# Extract:
--- Begin ---
Previously, we explored whether colleges are places of social mobility. We looked at the mobility index of each college to see which ones help to bring the most people from the bottom 20% of household income to the top 20%. We saw that mid-tier schools tended to have the highest mobility rates, while low- and high-tier schools tended to have lower rates, and low-tier schools (e.g., Ivy League) tended to not admit very many students from the bottom 20% of incomes to begin with.

Let's continue to explore the various factors that may contribute to a college's mobility index.

### Motivating Questions: Does the type of college have an affect on mobility? How about class size?

### The Dataset
**Description:** Describes family income (income while growing up) and adult income (income after graduating college) for students who attended college in the early 2000s. Data are in tidy format, with one row per college. See more in the official dataset [documentation](https://opportunityinsights.org/wp-content/uploads/2018/03/Codebook-MRC-Table-1.pdf).

##### Variables
- `name`: Name of college
- `location`: City in which college is located
- `state`: State in which college is located
- `class_size`: Average size of graduating classes during years measured
- `tier`: School tier (1-12), lower number indicates more prestigious tier of school
- `tier_name`: Description of tier (e.g. selective public, selective private, IVY Plus, etc.)
- `type`: School type (private non-profit, private for-profit, public)
- `median_family_income`: Median family income of students at the school
- `percent_from_bottom_20`: Percent of students at the school who come from bottom 20% income households
- `percent_from_bottom_20_and_reached_top_20`: Percent of all students at the school who came from bottom 20% income households and who reached the top 20% of incomes as adults
- `mobility_index`: The same variable as `percent_from_bottom_20_and_reached_top_20` but renamed to be shorter


##### Data Sources: 
 - Chetty et al. (Opportunity Insights), Mobility Report Cards database: https://opportunityinsights.org/paper/mobilityreportcards/
    - Specifically: MRC Codebook Table 1, Preferred Estimates of Access and Mobility Rates by College:  https://opportunityinsights.org/data/?#resource-listing

<div class="alert alert-block alert-success">

### 1.0 - Approximate Time:  5-10 mins

</div>

### 1.0 - Explore `mobility_index`

**1.1** - Take a look at some of the data frame. What does each row represent?
--- End ---
# Goal:
Quote the college mobility excerpt verbatim from "### The Dataset" up to and including "private for-profit, public)".

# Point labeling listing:
--- Begin ---
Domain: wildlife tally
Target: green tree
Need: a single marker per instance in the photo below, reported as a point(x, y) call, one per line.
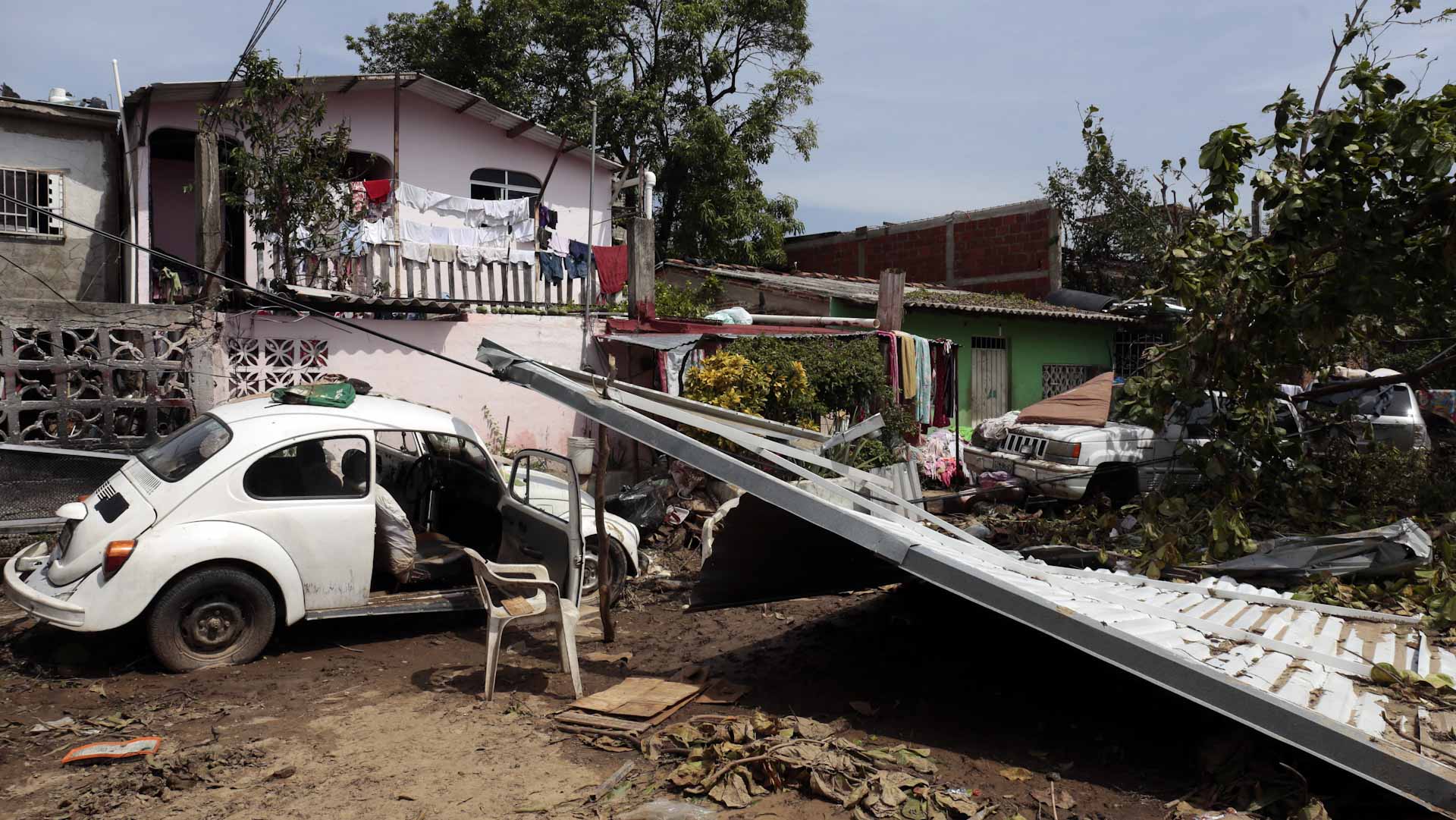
point(702, 92)
point(289, 168)
point(1112, 228)
point(1359, 201)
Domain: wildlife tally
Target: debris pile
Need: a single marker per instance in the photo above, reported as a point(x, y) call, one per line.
point(737, 759)
point(672, 509)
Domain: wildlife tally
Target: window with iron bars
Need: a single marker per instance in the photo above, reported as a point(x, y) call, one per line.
point(1130, 350)
point(39, 188)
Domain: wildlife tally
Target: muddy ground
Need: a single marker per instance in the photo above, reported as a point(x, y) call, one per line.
point(381, 717)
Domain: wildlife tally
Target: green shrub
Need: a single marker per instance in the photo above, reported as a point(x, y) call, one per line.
point(688, 302)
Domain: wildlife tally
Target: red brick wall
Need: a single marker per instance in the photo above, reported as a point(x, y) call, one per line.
point(1008, 243)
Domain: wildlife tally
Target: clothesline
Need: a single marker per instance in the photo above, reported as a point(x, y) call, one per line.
point(495, 231)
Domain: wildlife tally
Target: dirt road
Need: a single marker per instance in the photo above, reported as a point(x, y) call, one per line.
point(381, 718)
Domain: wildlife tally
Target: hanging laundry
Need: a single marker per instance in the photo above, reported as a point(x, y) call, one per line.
point(941, 364)
point(893, 357)
point(419, 199)
point(378, 190)
point(551, 267)
point(351, 239)
point(577, 259)
point(417, 232)
point(463, 206)
point(416, 251)
point(378, 232)
point(612, 267)
point(359, 197)
point(503, 212)
point(925, 385)
point(909, 381)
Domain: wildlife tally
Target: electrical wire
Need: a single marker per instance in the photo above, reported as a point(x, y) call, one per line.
point(259, 28)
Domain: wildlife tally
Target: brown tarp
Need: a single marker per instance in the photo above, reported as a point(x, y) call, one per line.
point(1085, 404)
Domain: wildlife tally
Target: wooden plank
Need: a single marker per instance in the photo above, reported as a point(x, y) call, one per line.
point(601, 721)
point(638, 696)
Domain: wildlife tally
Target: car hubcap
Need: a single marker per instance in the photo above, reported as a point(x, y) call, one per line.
point(588, 571)
point(213, 625)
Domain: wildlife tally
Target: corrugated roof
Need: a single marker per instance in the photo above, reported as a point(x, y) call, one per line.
point(862, 291)
point(417, 83)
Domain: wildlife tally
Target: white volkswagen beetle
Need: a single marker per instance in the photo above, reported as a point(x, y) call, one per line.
point(261, 511)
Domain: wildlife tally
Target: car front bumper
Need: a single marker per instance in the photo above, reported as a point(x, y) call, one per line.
point(1046, 478)
point(39, 598)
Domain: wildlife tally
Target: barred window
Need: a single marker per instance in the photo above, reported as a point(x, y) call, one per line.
point(39, 188)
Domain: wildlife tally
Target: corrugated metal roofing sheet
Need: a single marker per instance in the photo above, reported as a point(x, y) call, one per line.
point(1294, 671)
point(867, 291)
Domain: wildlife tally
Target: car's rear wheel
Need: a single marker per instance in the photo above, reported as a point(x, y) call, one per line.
point(212, 617)
point(590, 576)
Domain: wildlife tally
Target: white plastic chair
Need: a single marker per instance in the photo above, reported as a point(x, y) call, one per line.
point(532, 583)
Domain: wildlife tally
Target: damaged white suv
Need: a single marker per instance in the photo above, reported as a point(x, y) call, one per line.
point(1117, 459)
point(262, 513)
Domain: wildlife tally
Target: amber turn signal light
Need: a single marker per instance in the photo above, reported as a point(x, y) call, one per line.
point(117, 554)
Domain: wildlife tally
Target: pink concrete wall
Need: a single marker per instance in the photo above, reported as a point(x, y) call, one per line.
point(175, 226)
point(437, 150)
point(536, 421)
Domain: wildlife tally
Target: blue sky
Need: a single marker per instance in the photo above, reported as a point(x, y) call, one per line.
point(927, 107)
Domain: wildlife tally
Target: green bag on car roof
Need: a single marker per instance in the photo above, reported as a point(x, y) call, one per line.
point(338, 395)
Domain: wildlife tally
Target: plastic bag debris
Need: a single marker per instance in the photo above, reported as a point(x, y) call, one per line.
point(669, 810)
point(1392, 549)
point(316, 395)
point(731, 316)
point(112, 749)
point(642, 503)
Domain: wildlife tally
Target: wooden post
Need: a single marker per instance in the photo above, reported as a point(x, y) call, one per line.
point(606, 571)
point(892, 299)
point(209, 187)
point(395, 185)
point(641, 269)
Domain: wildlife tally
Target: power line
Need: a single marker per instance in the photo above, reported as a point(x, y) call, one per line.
point(264, 20)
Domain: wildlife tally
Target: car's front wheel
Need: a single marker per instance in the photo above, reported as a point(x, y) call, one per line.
point(590, 576)
point(212, 617)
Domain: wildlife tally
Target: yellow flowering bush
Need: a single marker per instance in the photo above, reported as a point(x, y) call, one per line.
point(731, 382)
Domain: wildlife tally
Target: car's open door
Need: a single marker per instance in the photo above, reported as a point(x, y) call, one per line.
point(530, 533)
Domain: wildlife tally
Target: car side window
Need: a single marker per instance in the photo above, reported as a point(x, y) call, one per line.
point(318, 468)
point(460, 451)
point(400, 440)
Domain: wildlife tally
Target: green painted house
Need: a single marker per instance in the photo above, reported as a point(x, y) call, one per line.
point(1014, 350)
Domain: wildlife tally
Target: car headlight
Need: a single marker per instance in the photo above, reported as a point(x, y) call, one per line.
point(1063, 452)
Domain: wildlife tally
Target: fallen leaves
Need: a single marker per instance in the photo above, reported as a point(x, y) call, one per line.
point(1017, 774)
point(739, 759)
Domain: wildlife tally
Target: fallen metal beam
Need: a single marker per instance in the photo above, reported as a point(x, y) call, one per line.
point(1289, 669)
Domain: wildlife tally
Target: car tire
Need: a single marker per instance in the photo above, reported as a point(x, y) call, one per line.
point(213, 617)
point(588, 573)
--- End ---
# Task answer:
### The Dataset
**Description:** Describes family income (income while growing up) and adult income (income after graduating college) for students who attended college in the early 2000s. Data are in tidy format, with one row per college. See more in the official dataset [documentation](https://opportunityinsights.org/wp-content/uploads/2018/03/Codebook-MRC-Table-1.pdf).

##### Variables
- `name`: Name of college
- `location`: City in which college is located
- `state`: State in which college is located
- `class_size`: Average size of graduating classes during years measured
- `tier`: School tier (1-12), lower number indicates more prestigious tier of school
- `tier_name`: Description of tier (e.g. selective public, selective private, IVY Plus, etc.)
- `type`: School type (private non-profit, private for-profit, public)